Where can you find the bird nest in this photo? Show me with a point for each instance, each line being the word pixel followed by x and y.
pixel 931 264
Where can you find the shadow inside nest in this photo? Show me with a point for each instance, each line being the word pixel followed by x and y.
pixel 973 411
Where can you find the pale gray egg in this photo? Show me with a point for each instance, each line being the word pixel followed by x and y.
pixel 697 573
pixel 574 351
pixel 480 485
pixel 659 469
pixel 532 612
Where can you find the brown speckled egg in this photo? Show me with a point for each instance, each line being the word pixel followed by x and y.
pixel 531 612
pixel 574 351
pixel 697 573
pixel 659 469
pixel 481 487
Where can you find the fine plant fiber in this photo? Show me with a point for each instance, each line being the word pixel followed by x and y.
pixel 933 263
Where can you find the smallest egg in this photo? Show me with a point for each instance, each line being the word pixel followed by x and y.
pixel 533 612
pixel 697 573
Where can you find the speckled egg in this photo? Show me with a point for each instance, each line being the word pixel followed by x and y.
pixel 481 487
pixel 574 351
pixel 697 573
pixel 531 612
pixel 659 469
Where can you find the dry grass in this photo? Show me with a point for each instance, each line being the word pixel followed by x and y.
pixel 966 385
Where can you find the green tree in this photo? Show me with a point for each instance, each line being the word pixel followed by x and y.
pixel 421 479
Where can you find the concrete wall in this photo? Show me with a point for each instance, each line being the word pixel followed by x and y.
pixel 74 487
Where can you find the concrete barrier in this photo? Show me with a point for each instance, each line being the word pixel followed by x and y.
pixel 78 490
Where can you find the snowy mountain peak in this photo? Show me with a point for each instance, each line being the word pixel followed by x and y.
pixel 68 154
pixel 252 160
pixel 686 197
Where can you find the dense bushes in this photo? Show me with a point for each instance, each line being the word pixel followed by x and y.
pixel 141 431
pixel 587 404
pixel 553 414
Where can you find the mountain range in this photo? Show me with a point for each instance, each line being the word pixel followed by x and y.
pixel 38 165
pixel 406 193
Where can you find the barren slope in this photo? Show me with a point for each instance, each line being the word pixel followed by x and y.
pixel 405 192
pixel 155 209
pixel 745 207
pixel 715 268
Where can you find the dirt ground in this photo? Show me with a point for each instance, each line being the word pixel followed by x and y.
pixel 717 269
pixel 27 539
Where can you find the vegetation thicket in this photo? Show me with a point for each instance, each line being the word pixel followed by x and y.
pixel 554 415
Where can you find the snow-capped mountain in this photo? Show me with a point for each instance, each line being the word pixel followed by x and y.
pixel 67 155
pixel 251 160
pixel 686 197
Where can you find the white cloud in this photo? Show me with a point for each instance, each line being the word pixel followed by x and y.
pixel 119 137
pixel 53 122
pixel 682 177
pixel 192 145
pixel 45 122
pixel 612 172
--*--
#### SET TASK
Set out all the rows above as a Markdown table with two columns, "Line No." and "Row Text", numbering each row in order and leaving out blank lines.

#### REPLY TO THE TASK
| Line No. | Row Text |
|---|---|
| 1 | Where can you find the bird nest in this photo? Show me with a point for each instance, each line being the word pixel followed by x and y. |
| 2 | pixel 931 264 |
| 3 | Where can you find the shadow inside nest in this photo? Show me with a point for each instance, each line being the word pixel followed by x and y. |
| 4 | pixel 973 411 |
| 5 | Where can you find the pale gray egg in this photo? Show me with a point for each instance, each line being the word pixel followed by x and y. |
| 6 | pixel 697 573 |
| 7 | pixel 574 351 |
| 8 | pixel 480 485 |
| 9 | pixel 659 469 |
| 10 | pixel 532 612 |
| 11 | Where can you find the brown speckled egg in this photo? Show me with a point for each instance, each line being the word pixel followed by x and y. |
| 12 | pixel 531 612 |
| 13 | pixel 574 351 |
| 14 | pixel 697 573 |
| 15 | pixel 659 469 |
| 16 | pixel 481 487 |
| 17 | Where can you find the fine plant fiber in this photo? Show me with a point for each instance, each line being the word pixel followed by x and y. |
| 18 | pixel 933 263 |
| 19 | Where can you find the smallest egg in this photo? Show me with a point for each instance, each line being the word pixel followed by x and y. |
| 20 | pixel 533 612 |
| 21 | pixel 697 573 |
| 22 | Where can you find the speckled egg in this photo? Show me with a point for each instance, each line being the word pixel followed by x and y. |
| 23 | pixel 481 487 |
| 24 | pixel 574 351 |
| 25 | pixel 697 573 |
| 26 | pixel 531 612 |
| 27 | pixel 659 469 |
| 28 | Where can you find the dry grass in this photo? Show me with a point for each instance, each line being the word pixel followed by x and y. |
| 29 | pixel 966 385 |
| 30 | Where can you find the green tree in this photo? Show me with a point for each instance, each line being the word pixel followed by x and y. |
| 31 | pixel 421 479 |
| 32 | Where can you find the concrete wall in this photo? Show me with a point for each instance, each line being the word pixel followed by x and y. |
| 33 | pixel 74 487 |
| 34 | Where can you find the concrete barrier in this photo? Show me with a point for each instance, each line being the word pixel followed by x and y. |
| 35 | pixel 78 490 |
| 36 | Where can you find the snowy mountain peak in this photo? Show me with a point for each instance, each line being the word pixel followed by x and y. |
| 37 | pixel 68 154 |
| 38 | pixel 252 160 |
| 39 | pixel 686 197 |
| 40 | Where can you find the dense bushes in this photo? Show me with a point for each instance, each line being the word pixel followed by x and y. |
| 41 | pixel 141 431 |
| 42 | pixel 587 404 |
| 43 | pixel 553 414 |
| 44 | Where can you find the mountain range in this photo? Show me with a point for each instance, each line being the word pixel followed by x and y. |
| 45 | pixel 38 165 |
| 46 | pixel 406 193 |
| 47 | Where can you find the barren slope in this photo? Show me with a point for each instance, each line being the word pixel followed by x and y. |
| 48 | pixel 405 192 |
| 49 | pixel 155 209 |
| 50 | pixel 745 207 |
| 51 | pixel 715 268 |
| 52 | Where can you find the dirt ground in this photo? Show me with a point for each instance, each line being the word pixel followed by x and y. |
| 53 | pixel 717 269 |
| 54 | pixel 27 539 |
| 55 | Where can you find the vegetation thicket in this photo? Show me with a point for each instance, each line being the word pixel followed by x and y. |
| 56 | pixel 554 415 |
| 57 | Where can you find the snow-capped mountain in this photo? Show me with a point for each instance, each line being the word pixel followed by x and y. |
| 58 | pixel 67 155 |
| 59 | pixel 251 160 |
| 60 | pixel 686 197 |
| 61 | Where can you find the white cloud in this photo? Show me with a point for each instance, each line being the word pixel followed by x and y. |
| 62 | pixel 119 137 |
| 63 | pixel 53 122 |
| 64 | pixel 682 177 |
| 65 | pixel 192 145 |
| 66 | pixel 45 122 |
| 67 | pixel 612 172 |